:: WHAT THIS TASK INVOLVES ::
List every calendar year mentioned in the text on the Weyburn oil field, in the order they appear.

** BEGIN EXCERPTED TEXT **

GEOLOGICAL SETTING AND HISTORY OF THE WEYBURN FIELD Return to TOC

The Weyburn oil field is located southeast of Weyburn, Saskatchewan, within the north-central Williston Basin, which contains shallow marine sediments of Cambrian to Tertiary age (Fig.1). The Weyburn field, which covers ∼180 km2, was discovered in 1954 and hosted an estimated 1.4 billion barrels of oil. Primary production within the field continued until 1964, when the initiation of waterflood resulted in oil production peaking at 46,000 barrels/day in 1965. Waterflood has continued since then, with horizontal infill drilling commencing in 1991. Approximately 24% of the original oil in place had been recovered by 2000 when CO2 injection began.

Weyburn oil reserves reside within a thin zone (maximum thickness of 30 m) of fractured carbonates in the Midale beds (Fig. 2) of the Mississippian Charles Formation, which were deposited in a shallow carbonate shelf environment. The reservoir comprises two intervals, an upper Marly dolostone (0–10 m thick) and lower Vuggy limestone (0–20 m thick) that are sealed by anhydritic dolostones and anhydrites of the Midale Evaporite. The Midale Marly unit ranges from chalky dolomudstone to calcitic biofragmental dolostone with intervening thin beds of biofragmental limestone. The fractured, Vuggy unit includes a lower, peritidal “shoal” sequence with common secondary (vuggy) porosity, and an upper shallow marine “intershoal” sequence dominated by fine-grained carbonate sands. The Midale Marly has relatively high porosity (16%–38%) and low permeability (1 to >50 millidarcy), whereas the Midale Vuggy has relatively lower porosity (8%–20%) and higher permeability (10 to >300 millidarcy). The higher permeability within the Vuggy unit resulted in preferential recovery of oil from this unit during the waterflood stage of production.

** END EXCERPTED TEXT **
** BEGIN LISTING **

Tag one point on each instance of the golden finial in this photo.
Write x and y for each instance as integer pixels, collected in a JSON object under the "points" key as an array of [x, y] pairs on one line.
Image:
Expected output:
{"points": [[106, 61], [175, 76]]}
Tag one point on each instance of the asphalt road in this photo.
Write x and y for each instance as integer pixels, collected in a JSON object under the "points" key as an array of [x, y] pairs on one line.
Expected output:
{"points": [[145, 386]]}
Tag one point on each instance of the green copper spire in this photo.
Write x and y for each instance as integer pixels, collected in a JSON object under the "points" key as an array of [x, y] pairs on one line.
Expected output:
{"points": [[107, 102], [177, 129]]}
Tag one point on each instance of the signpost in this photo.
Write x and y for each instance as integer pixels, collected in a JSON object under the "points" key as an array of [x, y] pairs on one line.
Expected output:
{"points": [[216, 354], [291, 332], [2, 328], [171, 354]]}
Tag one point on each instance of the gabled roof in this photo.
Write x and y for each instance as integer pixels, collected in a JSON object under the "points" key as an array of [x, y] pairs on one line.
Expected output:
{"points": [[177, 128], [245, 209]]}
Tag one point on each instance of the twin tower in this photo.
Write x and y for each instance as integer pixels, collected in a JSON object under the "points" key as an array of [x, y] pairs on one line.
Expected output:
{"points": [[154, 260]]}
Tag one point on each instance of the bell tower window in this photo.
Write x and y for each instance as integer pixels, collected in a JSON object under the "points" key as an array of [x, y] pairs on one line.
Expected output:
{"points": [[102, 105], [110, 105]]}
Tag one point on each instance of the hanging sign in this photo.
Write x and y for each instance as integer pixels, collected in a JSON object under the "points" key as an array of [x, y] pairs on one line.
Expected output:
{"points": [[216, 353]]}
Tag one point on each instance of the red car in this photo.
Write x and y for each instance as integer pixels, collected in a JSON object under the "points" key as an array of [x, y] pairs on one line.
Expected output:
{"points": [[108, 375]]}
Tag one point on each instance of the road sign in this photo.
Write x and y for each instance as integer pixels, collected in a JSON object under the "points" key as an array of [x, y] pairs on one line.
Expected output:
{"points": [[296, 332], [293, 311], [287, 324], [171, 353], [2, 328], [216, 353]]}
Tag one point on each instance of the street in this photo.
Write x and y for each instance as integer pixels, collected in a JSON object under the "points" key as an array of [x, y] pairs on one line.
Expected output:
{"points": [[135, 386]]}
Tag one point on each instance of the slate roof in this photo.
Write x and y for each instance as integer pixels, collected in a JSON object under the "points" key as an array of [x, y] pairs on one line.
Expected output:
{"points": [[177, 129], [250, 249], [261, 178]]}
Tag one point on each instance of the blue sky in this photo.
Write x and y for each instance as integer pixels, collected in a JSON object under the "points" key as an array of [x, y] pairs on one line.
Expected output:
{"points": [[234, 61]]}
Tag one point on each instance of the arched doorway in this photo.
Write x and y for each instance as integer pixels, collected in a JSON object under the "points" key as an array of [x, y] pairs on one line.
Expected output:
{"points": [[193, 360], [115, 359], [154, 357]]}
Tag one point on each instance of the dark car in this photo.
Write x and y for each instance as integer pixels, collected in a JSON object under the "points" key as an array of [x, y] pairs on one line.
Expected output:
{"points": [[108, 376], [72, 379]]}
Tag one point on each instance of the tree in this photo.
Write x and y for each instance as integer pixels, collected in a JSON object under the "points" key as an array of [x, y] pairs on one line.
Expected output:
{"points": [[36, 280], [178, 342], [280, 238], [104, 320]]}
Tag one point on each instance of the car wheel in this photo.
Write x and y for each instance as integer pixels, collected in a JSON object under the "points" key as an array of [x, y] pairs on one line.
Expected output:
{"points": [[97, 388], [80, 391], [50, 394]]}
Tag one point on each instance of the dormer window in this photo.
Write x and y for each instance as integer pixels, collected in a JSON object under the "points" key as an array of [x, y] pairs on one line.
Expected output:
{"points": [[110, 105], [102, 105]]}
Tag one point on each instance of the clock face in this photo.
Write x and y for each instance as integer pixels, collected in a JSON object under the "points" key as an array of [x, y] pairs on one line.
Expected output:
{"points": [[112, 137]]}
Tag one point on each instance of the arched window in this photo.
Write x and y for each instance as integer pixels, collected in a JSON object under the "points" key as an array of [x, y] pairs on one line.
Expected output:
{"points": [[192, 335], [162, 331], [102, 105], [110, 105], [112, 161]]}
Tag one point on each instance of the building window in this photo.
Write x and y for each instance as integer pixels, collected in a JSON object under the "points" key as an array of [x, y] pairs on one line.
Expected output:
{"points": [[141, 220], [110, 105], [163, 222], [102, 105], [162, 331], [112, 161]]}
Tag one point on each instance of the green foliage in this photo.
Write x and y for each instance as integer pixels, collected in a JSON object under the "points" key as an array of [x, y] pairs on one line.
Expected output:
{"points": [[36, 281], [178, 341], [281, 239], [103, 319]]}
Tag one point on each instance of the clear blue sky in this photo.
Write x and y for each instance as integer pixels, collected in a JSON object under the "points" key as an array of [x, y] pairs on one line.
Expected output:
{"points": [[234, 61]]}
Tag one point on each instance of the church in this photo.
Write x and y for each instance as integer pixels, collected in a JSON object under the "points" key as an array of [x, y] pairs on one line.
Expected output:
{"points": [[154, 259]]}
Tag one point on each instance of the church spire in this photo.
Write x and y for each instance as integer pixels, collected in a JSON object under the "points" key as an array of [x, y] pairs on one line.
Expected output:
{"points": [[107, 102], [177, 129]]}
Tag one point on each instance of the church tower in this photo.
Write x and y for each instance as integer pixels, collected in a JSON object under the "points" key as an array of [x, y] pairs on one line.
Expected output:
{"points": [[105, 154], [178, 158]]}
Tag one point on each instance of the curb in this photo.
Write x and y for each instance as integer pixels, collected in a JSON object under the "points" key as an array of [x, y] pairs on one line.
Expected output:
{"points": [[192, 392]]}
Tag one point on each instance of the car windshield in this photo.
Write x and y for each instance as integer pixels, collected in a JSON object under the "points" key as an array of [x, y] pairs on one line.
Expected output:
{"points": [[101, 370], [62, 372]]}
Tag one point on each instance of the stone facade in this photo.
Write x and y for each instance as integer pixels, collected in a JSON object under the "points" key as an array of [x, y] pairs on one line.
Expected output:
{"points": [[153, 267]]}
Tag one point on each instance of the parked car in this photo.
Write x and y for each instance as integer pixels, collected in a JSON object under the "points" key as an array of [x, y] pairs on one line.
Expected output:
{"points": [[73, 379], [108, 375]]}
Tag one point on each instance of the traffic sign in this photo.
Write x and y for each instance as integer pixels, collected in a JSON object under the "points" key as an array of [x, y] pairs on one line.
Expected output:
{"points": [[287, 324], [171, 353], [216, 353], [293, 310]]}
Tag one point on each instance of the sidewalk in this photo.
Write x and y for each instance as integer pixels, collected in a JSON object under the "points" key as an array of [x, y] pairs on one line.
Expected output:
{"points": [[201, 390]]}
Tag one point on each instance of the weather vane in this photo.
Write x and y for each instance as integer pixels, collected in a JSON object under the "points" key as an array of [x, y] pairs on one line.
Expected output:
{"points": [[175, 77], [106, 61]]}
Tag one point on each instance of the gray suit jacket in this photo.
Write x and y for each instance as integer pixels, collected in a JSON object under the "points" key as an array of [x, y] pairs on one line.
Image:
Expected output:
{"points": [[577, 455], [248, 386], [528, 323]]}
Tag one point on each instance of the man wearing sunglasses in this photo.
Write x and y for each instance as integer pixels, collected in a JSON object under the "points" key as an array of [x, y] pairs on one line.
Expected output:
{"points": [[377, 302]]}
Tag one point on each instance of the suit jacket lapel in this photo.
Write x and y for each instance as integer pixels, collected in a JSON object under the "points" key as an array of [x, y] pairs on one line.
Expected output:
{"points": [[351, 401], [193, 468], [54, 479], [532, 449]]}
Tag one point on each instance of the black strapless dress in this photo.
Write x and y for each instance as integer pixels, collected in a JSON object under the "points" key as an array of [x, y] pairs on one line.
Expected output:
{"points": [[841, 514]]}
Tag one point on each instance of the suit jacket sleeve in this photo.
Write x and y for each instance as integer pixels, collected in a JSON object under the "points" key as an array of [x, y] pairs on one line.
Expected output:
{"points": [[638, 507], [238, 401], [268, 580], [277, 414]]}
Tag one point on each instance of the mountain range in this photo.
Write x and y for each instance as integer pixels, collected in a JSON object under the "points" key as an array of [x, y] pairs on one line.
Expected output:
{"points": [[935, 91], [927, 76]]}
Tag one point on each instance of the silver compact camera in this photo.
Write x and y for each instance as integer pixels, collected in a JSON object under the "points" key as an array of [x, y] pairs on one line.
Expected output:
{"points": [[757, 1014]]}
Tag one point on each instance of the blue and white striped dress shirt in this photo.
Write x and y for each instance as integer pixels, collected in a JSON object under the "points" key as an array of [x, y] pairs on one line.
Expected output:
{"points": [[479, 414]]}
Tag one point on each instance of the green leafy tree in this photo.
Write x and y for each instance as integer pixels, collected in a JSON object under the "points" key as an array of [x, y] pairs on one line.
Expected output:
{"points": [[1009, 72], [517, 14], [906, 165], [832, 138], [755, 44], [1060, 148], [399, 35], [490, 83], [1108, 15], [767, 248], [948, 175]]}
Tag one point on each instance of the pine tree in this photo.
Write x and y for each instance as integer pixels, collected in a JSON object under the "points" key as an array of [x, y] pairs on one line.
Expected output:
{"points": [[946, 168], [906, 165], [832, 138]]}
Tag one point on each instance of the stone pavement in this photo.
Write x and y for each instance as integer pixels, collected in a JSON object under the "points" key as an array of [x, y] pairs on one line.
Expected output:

** END LISTING **

:: THE RESPONSE ::
1954, 1964, 1965, 1991, 2000